**TASK INSTRUCTIONS:**
Find each line below that contains the string "grass", matching case exactly, and copy those lines.

________

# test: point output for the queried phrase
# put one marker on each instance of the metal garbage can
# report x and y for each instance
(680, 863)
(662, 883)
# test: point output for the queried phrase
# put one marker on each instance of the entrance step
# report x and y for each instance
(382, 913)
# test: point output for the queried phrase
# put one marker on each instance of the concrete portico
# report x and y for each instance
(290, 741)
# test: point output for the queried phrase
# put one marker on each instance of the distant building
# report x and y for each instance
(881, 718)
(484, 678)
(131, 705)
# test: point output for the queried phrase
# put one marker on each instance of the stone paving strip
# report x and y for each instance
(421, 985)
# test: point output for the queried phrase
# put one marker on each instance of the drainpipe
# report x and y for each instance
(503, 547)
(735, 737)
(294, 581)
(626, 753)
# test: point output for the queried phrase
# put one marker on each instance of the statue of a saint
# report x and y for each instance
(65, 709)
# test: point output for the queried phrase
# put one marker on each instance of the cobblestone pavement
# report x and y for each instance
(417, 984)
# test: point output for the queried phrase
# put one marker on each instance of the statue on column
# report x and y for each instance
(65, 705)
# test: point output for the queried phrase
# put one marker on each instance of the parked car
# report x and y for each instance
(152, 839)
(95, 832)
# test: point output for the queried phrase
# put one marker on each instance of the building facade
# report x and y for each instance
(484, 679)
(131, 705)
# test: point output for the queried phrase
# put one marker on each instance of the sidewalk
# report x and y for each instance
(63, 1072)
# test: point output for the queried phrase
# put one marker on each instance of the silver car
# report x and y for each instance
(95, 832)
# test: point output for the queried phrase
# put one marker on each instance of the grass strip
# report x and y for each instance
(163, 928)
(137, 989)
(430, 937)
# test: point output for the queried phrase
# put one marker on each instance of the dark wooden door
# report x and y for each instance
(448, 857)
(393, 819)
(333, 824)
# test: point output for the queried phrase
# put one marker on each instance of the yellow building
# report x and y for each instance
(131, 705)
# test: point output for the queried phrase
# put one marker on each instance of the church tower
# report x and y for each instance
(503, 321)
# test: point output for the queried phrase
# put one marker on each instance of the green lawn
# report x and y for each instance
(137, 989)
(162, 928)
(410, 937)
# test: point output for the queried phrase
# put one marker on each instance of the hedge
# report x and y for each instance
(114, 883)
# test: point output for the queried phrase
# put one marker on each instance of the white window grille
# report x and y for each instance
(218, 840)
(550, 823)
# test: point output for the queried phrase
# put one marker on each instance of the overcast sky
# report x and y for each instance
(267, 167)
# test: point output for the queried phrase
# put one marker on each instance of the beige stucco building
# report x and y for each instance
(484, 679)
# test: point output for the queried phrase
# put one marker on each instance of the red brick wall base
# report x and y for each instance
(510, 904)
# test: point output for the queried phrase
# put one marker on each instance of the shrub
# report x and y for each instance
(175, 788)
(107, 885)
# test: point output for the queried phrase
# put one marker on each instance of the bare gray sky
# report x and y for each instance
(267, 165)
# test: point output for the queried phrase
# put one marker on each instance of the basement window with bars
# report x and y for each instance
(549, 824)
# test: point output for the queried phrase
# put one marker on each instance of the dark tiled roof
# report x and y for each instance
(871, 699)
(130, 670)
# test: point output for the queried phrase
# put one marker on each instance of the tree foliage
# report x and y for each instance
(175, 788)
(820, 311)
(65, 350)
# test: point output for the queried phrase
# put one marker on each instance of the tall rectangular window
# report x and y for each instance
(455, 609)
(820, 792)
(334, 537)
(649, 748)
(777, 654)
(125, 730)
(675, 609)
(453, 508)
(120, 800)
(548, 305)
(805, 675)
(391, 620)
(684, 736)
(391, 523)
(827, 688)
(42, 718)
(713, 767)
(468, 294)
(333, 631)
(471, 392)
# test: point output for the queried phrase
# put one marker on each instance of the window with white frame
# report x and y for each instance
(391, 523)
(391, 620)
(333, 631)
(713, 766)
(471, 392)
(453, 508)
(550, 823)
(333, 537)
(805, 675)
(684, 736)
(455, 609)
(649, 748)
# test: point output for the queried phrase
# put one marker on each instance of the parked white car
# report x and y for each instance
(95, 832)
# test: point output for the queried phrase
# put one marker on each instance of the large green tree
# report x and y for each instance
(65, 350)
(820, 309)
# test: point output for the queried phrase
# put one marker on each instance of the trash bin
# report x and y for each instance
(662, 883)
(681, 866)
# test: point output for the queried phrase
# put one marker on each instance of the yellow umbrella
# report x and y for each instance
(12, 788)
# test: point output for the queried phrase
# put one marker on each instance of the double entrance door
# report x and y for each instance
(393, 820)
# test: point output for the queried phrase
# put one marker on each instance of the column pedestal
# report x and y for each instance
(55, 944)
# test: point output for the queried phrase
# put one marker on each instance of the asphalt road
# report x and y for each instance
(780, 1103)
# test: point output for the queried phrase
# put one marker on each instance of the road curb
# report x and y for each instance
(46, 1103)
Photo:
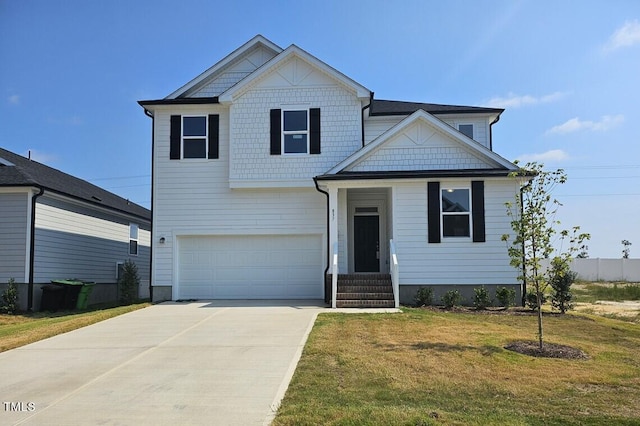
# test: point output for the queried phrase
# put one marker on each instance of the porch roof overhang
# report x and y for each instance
(415, 174)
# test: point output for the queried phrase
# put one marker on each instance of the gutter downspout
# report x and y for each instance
(153, 144)
(491, 132)
(32, 248)
(362, 119)
(326, 270)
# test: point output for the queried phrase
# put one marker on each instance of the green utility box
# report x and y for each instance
(83, 295)
(71, 291)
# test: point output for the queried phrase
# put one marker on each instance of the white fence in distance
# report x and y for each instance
(607, 269)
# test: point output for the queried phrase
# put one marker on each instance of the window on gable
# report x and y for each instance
(133, 239)
(194, 137)
(456, 212)
(466, 129)
(295, 132)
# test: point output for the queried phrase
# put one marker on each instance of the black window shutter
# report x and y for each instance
(314, 130)
(175, 136)
(433, 211)
(276, 132)
(477, 211)
(214, 138)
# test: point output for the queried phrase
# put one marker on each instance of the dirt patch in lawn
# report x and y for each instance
(549, 350)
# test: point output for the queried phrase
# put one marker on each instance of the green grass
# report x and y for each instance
(22, 329)
(426, 367)
(589, 292)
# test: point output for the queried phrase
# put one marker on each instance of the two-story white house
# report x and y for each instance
(274, 173)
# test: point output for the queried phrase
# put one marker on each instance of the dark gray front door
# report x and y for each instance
(366, 242)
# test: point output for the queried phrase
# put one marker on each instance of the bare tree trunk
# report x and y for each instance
(539, 318)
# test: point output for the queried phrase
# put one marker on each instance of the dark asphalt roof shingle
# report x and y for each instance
(25, 172)
(382, 107)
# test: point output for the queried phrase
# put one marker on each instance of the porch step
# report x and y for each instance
(364, 291)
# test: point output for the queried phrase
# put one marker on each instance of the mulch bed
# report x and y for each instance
(549, 350)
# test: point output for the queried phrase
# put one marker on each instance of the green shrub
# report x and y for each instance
(481, 298)
(531, 300)
(424, 296)
(451, 298)
(128, 283)
(10, 298)
(506, 296)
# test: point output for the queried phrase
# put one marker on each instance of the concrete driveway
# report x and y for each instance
(217, 363)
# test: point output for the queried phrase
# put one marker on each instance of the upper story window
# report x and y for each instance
(456, 212)
(466, 129)
(295, 132)
(194, 137)
(133, 239)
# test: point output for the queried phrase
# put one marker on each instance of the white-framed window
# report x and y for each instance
(194, 136)
(295, 131)
(456, 212)
(133, 239)
(466, 129)
(119, 270)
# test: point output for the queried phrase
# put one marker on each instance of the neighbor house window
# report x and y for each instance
(295, 132)
(456, 212)
(194, 137)
(133, 239)
(466, 129)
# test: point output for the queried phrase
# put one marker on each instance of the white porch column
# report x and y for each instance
(333, 240)
(333, 216)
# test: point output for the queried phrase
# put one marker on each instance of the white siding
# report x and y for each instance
(250, 126)
(453, 261)
(13, 236)
(375, 126)
(420, 147)
(73, 241)
(233, 73)
(193, 197)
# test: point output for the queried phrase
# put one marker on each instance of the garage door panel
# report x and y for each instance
(250, 267)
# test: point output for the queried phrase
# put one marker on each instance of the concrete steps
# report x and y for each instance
(364, 291)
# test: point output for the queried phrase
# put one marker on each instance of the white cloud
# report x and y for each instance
(627, 35)
(575, 124)
(549, 156)
(516, 101)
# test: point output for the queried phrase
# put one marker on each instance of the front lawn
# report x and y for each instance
(22, 329)
(426, 367)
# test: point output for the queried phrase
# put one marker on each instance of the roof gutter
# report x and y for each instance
(32, 247)
(326, 270)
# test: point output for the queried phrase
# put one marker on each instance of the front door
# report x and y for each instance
(366, 239)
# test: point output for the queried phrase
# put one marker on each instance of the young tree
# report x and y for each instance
(625, 252)
(534, 225)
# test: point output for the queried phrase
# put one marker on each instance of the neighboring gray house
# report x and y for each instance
(56, 226)
(271, 164)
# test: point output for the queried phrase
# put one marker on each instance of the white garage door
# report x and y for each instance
(250, 267)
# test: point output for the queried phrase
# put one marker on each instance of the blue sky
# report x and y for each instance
(567, 72)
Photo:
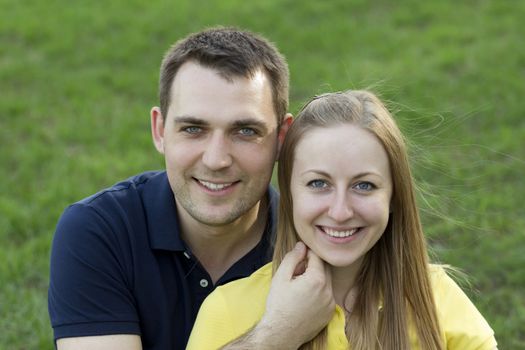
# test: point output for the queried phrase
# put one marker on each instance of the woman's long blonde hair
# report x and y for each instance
(393, 281)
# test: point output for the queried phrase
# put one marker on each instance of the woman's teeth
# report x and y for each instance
(339, 234)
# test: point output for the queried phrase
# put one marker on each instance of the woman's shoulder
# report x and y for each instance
(462, 324)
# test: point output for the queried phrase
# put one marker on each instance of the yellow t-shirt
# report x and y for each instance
(233, 309)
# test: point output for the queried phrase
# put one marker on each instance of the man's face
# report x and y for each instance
(220, 144)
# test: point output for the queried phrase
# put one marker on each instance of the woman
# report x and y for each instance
(347, 193)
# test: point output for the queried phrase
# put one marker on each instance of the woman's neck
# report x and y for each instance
(344, 284)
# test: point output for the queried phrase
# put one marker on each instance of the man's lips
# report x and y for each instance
(216, 186)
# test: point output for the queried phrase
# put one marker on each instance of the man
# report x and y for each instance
(131, 265)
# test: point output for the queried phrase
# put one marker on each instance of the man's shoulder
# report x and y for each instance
(255, 286)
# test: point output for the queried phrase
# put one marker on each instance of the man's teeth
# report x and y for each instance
(339, 234)
(214, 187)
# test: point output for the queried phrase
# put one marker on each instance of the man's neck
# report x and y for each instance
(219, 247)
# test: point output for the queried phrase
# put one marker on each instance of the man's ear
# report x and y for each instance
(283, 129)
(157, 129)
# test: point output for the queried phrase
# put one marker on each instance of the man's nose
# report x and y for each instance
(217, 152)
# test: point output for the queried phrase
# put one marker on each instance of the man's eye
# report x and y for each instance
(247, 132)
(364, 186)
(192, 129)
(317, 184)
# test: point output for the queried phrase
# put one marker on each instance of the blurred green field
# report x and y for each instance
(77, 80)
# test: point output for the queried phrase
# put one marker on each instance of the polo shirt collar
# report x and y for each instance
(163, 222)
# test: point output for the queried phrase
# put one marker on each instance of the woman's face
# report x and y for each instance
(341, 189)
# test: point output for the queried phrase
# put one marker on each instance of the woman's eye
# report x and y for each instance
(317, 184)
(364, 186)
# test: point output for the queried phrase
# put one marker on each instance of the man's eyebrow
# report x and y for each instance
(186, 119)
(250, 122)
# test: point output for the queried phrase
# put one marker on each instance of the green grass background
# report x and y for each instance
(77, 80)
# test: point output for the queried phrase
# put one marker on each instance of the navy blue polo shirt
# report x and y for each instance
(119, 266)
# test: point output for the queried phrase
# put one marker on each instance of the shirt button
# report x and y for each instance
(204, 283)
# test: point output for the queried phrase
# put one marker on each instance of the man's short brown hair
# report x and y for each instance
(232, 53)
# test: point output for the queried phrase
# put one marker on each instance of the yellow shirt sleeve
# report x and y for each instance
(212, 329)
(463, 325)
(230, 311)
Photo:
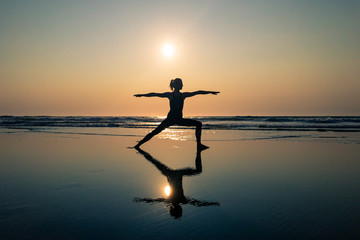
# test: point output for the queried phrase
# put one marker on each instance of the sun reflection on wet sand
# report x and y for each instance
(167, 190)
(177, 134)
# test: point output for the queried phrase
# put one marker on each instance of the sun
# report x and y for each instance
(168, 50)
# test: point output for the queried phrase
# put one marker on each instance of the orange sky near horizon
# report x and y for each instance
(265, 57)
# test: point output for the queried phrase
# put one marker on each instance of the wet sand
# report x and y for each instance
(76, 186)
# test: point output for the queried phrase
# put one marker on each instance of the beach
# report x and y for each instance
(85, 183)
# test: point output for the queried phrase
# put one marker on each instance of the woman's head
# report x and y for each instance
(176, 84)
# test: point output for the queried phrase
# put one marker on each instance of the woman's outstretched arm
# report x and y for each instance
(166, 94)
(190, 94)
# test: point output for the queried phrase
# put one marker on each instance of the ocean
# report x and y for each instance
(262, 178)
(273, 123)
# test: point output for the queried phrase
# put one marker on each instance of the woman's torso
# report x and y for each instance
(176, 106)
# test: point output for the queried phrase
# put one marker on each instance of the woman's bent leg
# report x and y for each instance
(198, 125)
(164, 124)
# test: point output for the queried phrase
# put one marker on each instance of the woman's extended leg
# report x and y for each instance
(164, 124)
(198, 125)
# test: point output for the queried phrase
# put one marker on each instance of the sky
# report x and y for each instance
(266, 57)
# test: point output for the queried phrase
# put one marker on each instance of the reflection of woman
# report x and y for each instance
(175, 116)
(174, 178)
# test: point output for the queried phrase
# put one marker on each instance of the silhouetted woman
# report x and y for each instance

________

**TASK RESPONSE:**
# put one marker on each instance of the grass strip
# put one marker on each instance of the green grass
# put one marker on each instance of the green grass background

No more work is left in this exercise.